## START Data for this exercise

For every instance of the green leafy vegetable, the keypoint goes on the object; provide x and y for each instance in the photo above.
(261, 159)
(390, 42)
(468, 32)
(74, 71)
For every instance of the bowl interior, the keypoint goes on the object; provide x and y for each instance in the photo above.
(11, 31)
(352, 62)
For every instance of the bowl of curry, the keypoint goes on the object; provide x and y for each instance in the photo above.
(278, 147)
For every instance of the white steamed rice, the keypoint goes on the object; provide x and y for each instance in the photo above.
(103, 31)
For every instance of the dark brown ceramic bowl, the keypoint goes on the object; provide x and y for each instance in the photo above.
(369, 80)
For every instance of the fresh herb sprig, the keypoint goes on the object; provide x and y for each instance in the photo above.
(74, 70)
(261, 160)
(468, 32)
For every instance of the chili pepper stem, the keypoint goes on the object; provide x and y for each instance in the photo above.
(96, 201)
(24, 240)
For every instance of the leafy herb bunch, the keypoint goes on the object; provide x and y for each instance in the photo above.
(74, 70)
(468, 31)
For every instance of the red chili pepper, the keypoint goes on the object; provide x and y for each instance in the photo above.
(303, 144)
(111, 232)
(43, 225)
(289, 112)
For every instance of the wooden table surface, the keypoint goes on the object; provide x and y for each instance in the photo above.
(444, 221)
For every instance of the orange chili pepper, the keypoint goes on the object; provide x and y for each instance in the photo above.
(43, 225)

## END Data for this exercise
## START Data for this exercise

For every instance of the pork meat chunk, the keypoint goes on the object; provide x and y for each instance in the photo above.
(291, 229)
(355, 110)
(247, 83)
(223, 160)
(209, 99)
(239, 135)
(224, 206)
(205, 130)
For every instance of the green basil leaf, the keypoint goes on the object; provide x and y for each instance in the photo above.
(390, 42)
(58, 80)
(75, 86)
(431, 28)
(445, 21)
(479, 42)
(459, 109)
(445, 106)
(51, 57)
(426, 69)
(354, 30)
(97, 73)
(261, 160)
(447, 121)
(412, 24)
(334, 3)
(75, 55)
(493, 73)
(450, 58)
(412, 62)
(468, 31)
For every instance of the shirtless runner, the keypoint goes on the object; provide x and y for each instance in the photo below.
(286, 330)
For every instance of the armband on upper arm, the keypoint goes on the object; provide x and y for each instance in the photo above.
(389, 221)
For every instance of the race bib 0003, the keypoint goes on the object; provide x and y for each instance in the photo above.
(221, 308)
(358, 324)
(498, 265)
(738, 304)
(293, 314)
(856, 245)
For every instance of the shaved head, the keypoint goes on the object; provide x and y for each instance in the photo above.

## END Data for this exercise

Instructions to follow — Pick out each line above that contains the word "herb", and copy those lines in full.

Answer to the exercise —
For every instance of the fresh herb sprig, the keypoint goes on the object; provide x and y for each instance in the photo above.
For every instance of the leafy herb bunch, the keypoint goes on the object; provide x and y for each instance in the photo above.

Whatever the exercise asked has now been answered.